▸ **Given task**: List every line of the records below that contains the word "sand".

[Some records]
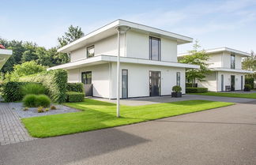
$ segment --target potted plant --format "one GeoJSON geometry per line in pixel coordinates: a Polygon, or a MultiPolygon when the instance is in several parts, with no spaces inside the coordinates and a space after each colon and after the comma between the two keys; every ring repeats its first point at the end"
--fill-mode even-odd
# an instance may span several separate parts
{"type": "Polygon", "coordinates": [[[179,85],[172,87],[171,97],[182,97],[182,88],[179,85]]]}
{"type": "Polygon", "coordinates": [[[243,88],[243,91],[246,91],[246,92],[250,92],[250,84],[245,84],[244,85],[244,88],[243,88]]]}

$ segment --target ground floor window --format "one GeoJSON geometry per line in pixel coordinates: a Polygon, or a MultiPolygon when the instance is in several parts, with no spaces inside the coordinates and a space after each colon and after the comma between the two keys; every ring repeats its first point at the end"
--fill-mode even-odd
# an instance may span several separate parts
{"type": "Polygon", "coordinates": [[[122,70],[122,98],[128,98],[128,70],[122,70]]]}
{"type": "Polygon", "coordinates": [[[85,84],[92,84],[92,71],[81,73],[81,82],[84,83],[85,84]]]}
{"type": "Polygon", "coordinates": [[[176,73],[176,85],[180,86],[180,72],[176,73]]]}

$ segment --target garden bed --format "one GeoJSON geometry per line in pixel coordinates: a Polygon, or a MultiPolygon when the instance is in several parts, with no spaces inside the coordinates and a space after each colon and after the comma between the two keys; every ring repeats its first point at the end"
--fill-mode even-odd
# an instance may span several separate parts
{"type": "Polygon", "coordinates": [[[79,110],[68,107],[63,105],[54,105],[56,107],[56,110],[49,110],[48,111],[44,111],[42,113],[37,112],[37,107],[29,107],[28,111],[23,111],[24,107],[22,103],[12,103],[13,109],[17,113],[21,118],[31,118],[36,116],[45,116],[51,115],[56,114],[66,114],[70,112],[77,112],[79,110]]]}

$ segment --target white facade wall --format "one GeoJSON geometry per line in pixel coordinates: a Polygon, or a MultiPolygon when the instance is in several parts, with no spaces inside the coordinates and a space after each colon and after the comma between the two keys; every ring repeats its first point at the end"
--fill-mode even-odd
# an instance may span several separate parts
{"type": "MultiPolygon", "coordinates": [[[[185,94],[185,69],[122,63],[121,69],[128,69],[128,97],[149,96],[149,71],[160,71],[160,95],[171,95],[176,85],[176,73],[180,72],[180,86],[185,94]]],[[[116,63],[112,63],[111,98],[116,98],[116,63]]],[[[121,82],[121,80],[120,80],[121,82]]],[[[122,90],[120,90],[120,96],[122,90]]]]}
{"type": "Polygon", "coordinates": [[[97,97],[109,97],[110,72],[109,64],[102,64],[69,69],[68,82],[81,82],[81,73],[92,71],[92,83],[93,84],[93,96],[97,97]]]}

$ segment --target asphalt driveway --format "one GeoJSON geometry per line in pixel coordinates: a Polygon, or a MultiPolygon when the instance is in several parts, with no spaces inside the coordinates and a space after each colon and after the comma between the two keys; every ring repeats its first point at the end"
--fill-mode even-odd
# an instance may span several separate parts
{"type": "Polygon", "coordinates": [[[256,102],[0,146],[0,164],[256,164],[256,102]]]}

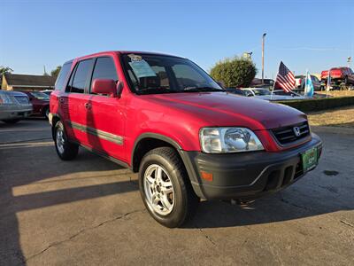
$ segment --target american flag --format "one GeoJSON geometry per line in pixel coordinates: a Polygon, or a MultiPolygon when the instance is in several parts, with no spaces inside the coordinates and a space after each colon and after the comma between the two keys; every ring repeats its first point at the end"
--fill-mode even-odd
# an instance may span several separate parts
{"type": "Polygon", "coordinates": [[[275,79],[275,84],[278,84],[287,92],[290,92],[295,88],[294,74],[285,66],[283,62],[279,66],[278,74],[275,79]]]}

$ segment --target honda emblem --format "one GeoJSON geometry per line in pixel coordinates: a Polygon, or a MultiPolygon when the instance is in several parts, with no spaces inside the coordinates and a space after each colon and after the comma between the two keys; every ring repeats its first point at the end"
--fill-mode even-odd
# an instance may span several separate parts
{"type": "Polygon", "coordinates": [[[296,136],[296,137],[299,137],[301,135],[299,127],[294,127],[293,131],[294,131],[295,136],[296,136]]]}

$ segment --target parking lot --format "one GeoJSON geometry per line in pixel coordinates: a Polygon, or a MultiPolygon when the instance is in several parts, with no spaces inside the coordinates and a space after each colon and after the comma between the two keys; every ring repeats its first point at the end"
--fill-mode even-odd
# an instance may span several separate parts
{"type": "Polygon", "coordinates": [[[0,122],[0,264],[353,264],[354,129],[313,131],[323,157],[299,182],[248,207],[203,201],[171,230],[136,175],[83,149],[60,160],[44,120],[0,122]]]}

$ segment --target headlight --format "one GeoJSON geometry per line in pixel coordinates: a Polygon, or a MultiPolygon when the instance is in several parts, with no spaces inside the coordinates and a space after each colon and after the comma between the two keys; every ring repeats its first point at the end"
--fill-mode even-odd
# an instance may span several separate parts
{"type": "Polygon", "coordinates": [[[199,139],[203,152],[207,153],[264,150],[257,136],[245,128],[204,128],[199,139]]]}

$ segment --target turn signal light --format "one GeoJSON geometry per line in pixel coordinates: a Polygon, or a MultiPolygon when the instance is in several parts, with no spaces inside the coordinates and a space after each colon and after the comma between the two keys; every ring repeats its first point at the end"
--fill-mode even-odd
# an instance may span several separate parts
{"type": "Polygon", "coordinates": [[[212,173],[200,171],[200,174],[202,175],[203,179],[205,179],[207,181],[212,181],[212,173]]]}

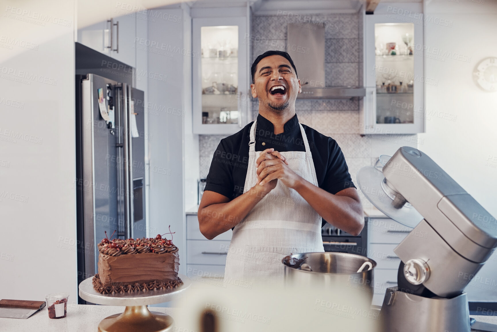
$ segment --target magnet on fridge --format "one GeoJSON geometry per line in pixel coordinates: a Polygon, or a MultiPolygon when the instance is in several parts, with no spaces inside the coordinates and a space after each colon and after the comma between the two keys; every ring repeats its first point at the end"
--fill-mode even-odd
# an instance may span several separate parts
{"type": "Polygon", "coordinates": [[[107,123],[110,123],[112,126],[112,128],[113,129],[115,128],[114,125],[114,123],[115,122],[115,120],[114,118],[114,107],[112,108],[110,107],[108,107],[108,113],[109,113],[109,122],[107,123]]]}
{"type": "Polygon", "coordinates": [[[98,92],[98,109],[100,110],[100,115],[102,118],[107,122],[109,121],[109,114],[107,112],[107,103],[103,98],[103,89],[100,88],[97,90],[98,92]]]}

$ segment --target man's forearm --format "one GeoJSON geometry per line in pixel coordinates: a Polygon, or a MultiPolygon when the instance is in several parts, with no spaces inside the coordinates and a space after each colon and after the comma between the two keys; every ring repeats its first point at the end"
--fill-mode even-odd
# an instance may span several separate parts
{"type": "Polygon", "coordinates": [[[353,235],[364,227],[360,201],[345,196],[330,194],[302,179],[295,190],[327,221],[353,235]]]}
{"type": "Polygon", "coordinates": [[[257,187],[256,185],[228,202],[212,204],[200,209],[198,220],[204,236],[212,240],[240,223],[266,195],[257,187]]]}

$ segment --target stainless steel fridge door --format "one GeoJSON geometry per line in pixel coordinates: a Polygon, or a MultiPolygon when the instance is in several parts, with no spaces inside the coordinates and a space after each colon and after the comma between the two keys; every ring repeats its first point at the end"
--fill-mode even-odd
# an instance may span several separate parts
{"type": "MultiPolygon", "coordinates": [[[[119,118],[118,82],[94,74],[82,81],[83,178],[78,187],[83,191],[84,236],[85,274],[96,273],[98,255],[97,244],[114,231],[122,233],[119,225],[118,197],[122,190],[118,181],[122,159],[119,157],[119,124],[108,128],[98,105],[98,89],[104,91],[106,104],[113,103],[116,118],[119,118]],[[111,99],[107,100],[108,89],[111,99]]],[[[117,119],[116,119],[117,120],[117,119]]],[[[114,237],[116,234],[114,234],[114,237]]]]}

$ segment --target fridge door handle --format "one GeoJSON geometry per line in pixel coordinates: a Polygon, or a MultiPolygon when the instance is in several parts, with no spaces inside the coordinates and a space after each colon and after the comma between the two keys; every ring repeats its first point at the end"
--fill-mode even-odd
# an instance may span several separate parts
{"type": "Polygon", "coordinates": [[[116,49],[113,50],[115,51],[116,53],[119,53],[119,21],[118,21],[114,24],[116,26],[116,49]]]}
{"type": "Polygon", "coordinates": [[[133,133],[131,131],[131,88],[126,85],[126,94],[127,95],[128,107],[126,109],[126,118],[128,119],[128,126],[126,127],[127,136],[128,137],[128,204],[129,209],[129,222],[128,223],[129,233],[128,234],[130,237],[133,237],[133,227],[134,224],[134,190],[133,185],[133,133]]]}
{"type": "Polygon", "coordinates": [[[112,50],[112,28],[114,26],[114,19],[111,18],[109,20],[107,20],[107,23],[110,23],[110,29],[109,30],[109,34],[110,35],[109,38],[109,46],[105,46],[106,49],[110,49],[110,50],[112,50]]]}

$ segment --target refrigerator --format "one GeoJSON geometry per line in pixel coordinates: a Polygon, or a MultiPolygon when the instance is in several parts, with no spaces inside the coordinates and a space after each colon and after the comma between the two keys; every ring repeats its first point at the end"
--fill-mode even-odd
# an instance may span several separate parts
{"type": "MultiPolygon", "coordinates": [[[[95,74],[77,75],[78,284],[97,271],[107,236],[146,235],[144,92],[95,74]]],[[[85,304],[81,298],[79,303],[85,304]]]]}

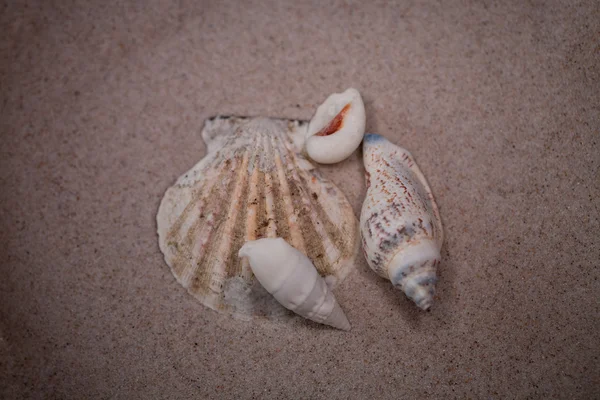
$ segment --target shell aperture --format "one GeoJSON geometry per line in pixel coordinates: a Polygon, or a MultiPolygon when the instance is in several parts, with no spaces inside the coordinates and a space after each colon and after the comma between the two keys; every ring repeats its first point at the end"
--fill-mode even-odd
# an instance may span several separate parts
{"type": "Polygon", "coordinates": [[[366,114],[358,90],[350,88],[330,95],[308,125],[306,153],[321,164],[348,158],[365,134],[366,114]]]}

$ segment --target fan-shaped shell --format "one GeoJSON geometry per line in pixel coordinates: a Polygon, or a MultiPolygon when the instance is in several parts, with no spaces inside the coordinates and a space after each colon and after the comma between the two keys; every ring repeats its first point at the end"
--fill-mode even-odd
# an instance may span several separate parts
{"type": "Polygon", "coordinates": [[[207,155],[167,190],[157,215],[167,264],[202,304],[238,317],[287,313],[238,258],[249,240],[282,237],[338,281],[353,267],[358,222],[344,194],[299,154],[306,126],[206,122],[207,155]]]}

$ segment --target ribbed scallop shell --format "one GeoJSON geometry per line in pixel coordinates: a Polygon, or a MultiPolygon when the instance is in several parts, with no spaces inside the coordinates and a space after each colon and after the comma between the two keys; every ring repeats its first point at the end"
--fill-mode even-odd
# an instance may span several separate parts
{"type": "Polygon", "coordinates": [[[344,194],[303,156],[306,123],[217,117],[207,155],[170,187],[157,215],[159,244],[177,281],[222,313],[288,313],[238,258],[248,240],[281,237],[322,276],[354,265],[358,222],[344,194]]]}

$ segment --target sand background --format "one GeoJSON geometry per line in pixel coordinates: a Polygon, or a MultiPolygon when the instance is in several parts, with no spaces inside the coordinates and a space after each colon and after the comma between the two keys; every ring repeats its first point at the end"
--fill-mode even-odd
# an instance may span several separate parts
{"type": "Polygon", "coordinates": [[[600,397],[600,3],[365,3],[0,5],[1,398],[600,397]],[[362,259],[347,333],[205,309],[155,233],[204,120],[350,86],[440,206],[433,310],[362,259]]]}

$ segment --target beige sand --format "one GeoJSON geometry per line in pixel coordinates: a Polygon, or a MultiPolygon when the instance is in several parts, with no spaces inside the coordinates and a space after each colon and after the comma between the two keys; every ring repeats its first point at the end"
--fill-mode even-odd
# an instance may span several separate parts
{"type": "Polygon", "coordinates": [[[0,398],[600,397],[597,1],[5,3],[0,398]],[[440,206],[432,311],[362,259],[347,333],[205,309],[155,233],[204,120],[347,87],[440,206]]]}

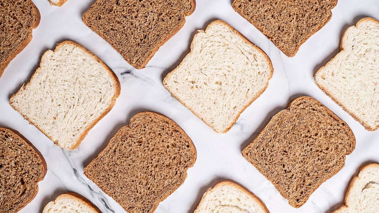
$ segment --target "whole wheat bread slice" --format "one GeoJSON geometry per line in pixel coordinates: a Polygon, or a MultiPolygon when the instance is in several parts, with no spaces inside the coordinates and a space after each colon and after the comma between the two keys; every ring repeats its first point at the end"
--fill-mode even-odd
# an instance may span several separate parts
{"type": "Polygon", "coordinates": [[[345,205],[332,213],[379,212],[379,164],[362,167],[353,178],[345,197],[345,205]]]}
{"type": "Polygon", "coordinates": [[[103,62],[66,41],[45,53],[9,103],[57,145],[71,150],[113,107],[120,91],[117,76],[103,62]]]}
{"type": "Polygon", "coordinates": [[[154,212],[196,160],[191,139],[165,116],[142,112],[120,129],[84,174],[129,213],[154,212]]]}
{"type": "Polygon", "coordinates": [[[208,189],[194,213],[268,213],[259,198],[230,180],[219,182],[208,189]]]}
{"type": "Polygon", "coordinates": [[[31,0],[0,2],[0,77],[11,61],[31,40],[39,11],[31,0]]]}
{"type": "Polygon", "coordinates": [[[145,67],[184,25],[195,0],[97,0],[83,20],[131,65],[145,67]]]}
{"type": "Polygon", "coordinates": [[[42,213],[101,213],[95,205],[76,193],[63,194],[49,202],[42,213]]]}
{"type": "Polygon", "coordinates": [[[30,142],[0,127],[0,213],[16,213],[30,203],[47,171],[44,157],[30,142]]]}
{"type": "Polygon", "coordinates": [[[288,57],[332,17],[337,0],[234,0],[233,7],[288,57]]]}
{"type": "Polygon", "coordinates": [[[315,75],[316,84],[367,130],[379,128],[379,21],[360,20],[341,52],[315,75]]]}
{"type": "Polygon", "coordinates": [[[199,30],[191,52],[164,78],[164,87],[217,132],[228,131],[266,89],[268,56],[220,20],[199,30]]]}
{"type": "Polygon", "coordinates": [[[313,98],[291,101],[242,152],[290,204],[298,208],[345,165],[355,147],[348,125],[313,98]]]}

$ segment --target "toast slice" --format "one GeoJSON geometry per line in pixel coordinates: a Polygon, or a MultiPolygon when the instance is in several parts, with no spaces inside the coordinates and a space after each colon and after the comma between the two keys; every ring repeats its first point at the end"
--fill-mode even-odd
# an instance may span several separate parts
{"type": "Polygon", "coordinates": [[[41,153],[13,130],[0,127],[0,213],[16,213],[34,199],[47,166],[41,153]]]}
{"type": "Polygon", "coordinates": [[[218,20],[195,35],[191,52],[163,83],[205,124],[224,133],[266,89],[273,72],[264,52],[218,20]]]}
{"type": "Polygon", "coordinates": [[[195,146],[175,122],[142,112],[120,129],[84,174],[129,213],[152,213],[184,182],[195,146]]]}
{"type": "Polygon", "coordinates": [[[345,205],[332,213],[379,212],[379,164],[361,168],[351,180],[345,197],[345,205]]]}
{"type": "Polygon", "coordinates": [[[101,213],[95,205],[76,193],[63,194],[50,201],[42,213],[101,213]]]}
{"type": "Polygon", "coordinates": [[[233,8],[288,57],[332,17],[337,0],[234,0],[233,8]]]}
{"type": "Polygon", "coordinates": [[[346,123],[316,99],[304,96],[273,117],[242,154],[298,208],[342,168],[355,144],[346,123]]]}
{"type": "Polygon", "coordinates": [[[98,58],[72,41],[42,56],[30,81],[11,106],[57,145],[76,149],[120,94],[117,77],[98,58]]]}
{"type": "Polygon", "coordinates": [[[184,25],[195,0],[97,0],[83,22],[131,65],[144,68],[184,25]]]}
{"type": "Polygon", "coordinates": [[[0,6],[0,77],[11,61],[31,40],[41,15],[31,0],[2,1],[0,6]]]}
{"type": "Polygon", "coordinates": [[[203,196],[194,213],[268,213],[259,198],[230,180],[218,183],[203,196]]]}
{"type": "Polygon", "coordinates": [[[323,91],[366,128],[379,128],[379,21],[361,19],[342,36],[341,52],[315,75],[323,91]]]}

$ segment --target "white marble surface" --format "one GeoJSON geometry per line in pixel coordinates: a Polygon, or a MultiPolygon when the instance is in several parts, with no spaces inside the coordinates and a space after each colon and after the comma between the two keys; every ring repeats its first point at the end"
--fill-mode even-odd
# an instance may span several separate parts
{"type": "Polygon", "coordinates": [[[192,139],[197,151],[196,163],[188,170],[184,184],[160,203],[157,213],[193,212],[205,190],[224,179],[246,187],[265,203],[272,213],[328,213],[343,203],[347,185],[360,166],[379,163],[379,131],[365,130],[317,87],[313,77],[338,52],[341,36],[348,27],[365,17],[379,19],[378,0],[340,0],[332,10],[331,20],[292,58],[285,56],[235,12],[231,0],[197,0],[196,10],[187,17],[183,28],[160,48],[147,68],[140,70],[132,69],[81,21],[81,15],[94,0],[69,0],[62,8],[50,6],[47,0],[33,1],[41,13],[41,23],[33,30],[30,43],[12,61],[0,78],[0,126],[20,132],[42,153],[48,168],[44,179],[39,184],[37,196],[21,213],[41,212],[48,202],[68,191],[86,197],[103,212],[124,212],[83,175],[83,168],[119,128],[143,110],[158,112],[173,119],[192,139]],[[189,52],[196,30],[204,29],[217,19],[226,21],[262,48],[274,68],[267,89],[226,134],[213,132],[172,98],[161,83],[189,52]],[[42,54],[66,40],[81,44],[98,56],[117,74],[121,85],[114,107],[89,132],[79,148],[72,152],[63,151],[54,145],[8,103],[10,96],[34,73],[42,54]],[[121,75],[129,69],[133,75],[121,75]],[[241,152],[272,116],[290,100],[304,95],[318,99],[346,122],[355,135],[357,144],[354,152],[346,157],[345,167],[323,184],[302,207],[295,209],[244,159],[241,152]]]}

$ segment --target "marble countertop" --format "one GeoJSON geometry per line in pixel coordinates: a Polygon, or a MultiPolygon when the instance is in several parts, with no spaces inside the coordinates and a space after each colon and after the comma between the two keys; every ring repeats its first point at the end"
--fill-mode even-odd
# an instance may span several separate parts
{"type": "Polygon", "coordinates": [[[69,0],[61,8],[47,0],[33,1],[41,14],[39,25],[33,31],[30,44],[14,59],[0,78],[0,126],[19,131],[41,152],[47,173],[39,182],[36,197],[20,213],[41,212],[48,202],[67,191],[78,193],[103,213],[125,212],[83,174],[83,168],[136,113],[150,110],[176,122],[192,139],[197,152],[194,166],[184,184],[159,205],[155,212],[193,212],[209,187],[230,179],[254,193],[271,213],[326,213],[343,203],[349,182],[360,166],[379,163],[379,130],[368,132],[316,86],[313,75],[339,51],[341,37],[349,26],[365,17],[379,19],[377,0],[340,0],[332,10],[330,20],[312,36],[295,57],[285,55],[262,33],[235,12],[231,0],[197,0],[196,8],[183,28],[161,47],[146,68],[136,70],[105,41],[81,21],[81,15],[94,0],[69,0]],[[173,98],[161,83],[189,51],[197,30],[212,21],[223,20],[262,49],[271,59],[274,75],[264,92],[241,115],[229,132],[214,132],[173,98]],[[79,148],[63,151],[9,105],[10,96],[29,81],[42,55],[66,40],[93,52],[117,74],[121,94],[113,109],[89,132],[79,148]],[[128,70],[130,72],[125,72],[128,70]],[[242,150],[271,117],[288,102],[300,96],[312,96],[330,109],[351,127],[356,138],[355,150],[346,158],[346,165],[323,183],[301,208],[291,207],[274,186],[244,160],[242,150]]]}

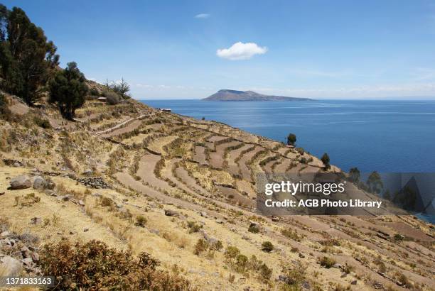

▸ **Finished exercise**:
$ segment --target sand background --format "one GeoJSON geometry per line in pixel coordinates: a Polygon, or a MultiPolygon when the instance is in several parts, with no spaces inside the coordinates and a space after each colon and after the comma between the two keys; every ring repeats its first point at the end"
$ segment --target beige sand --format "one GeoJSON geometry per line in pixel coordinates: a Polygon, or a MultiPolygon when the instance is in several parts, with no spaces inside the coordinates and a space after each colon and after the comma between the two keys; every ring repeats its first point at the end"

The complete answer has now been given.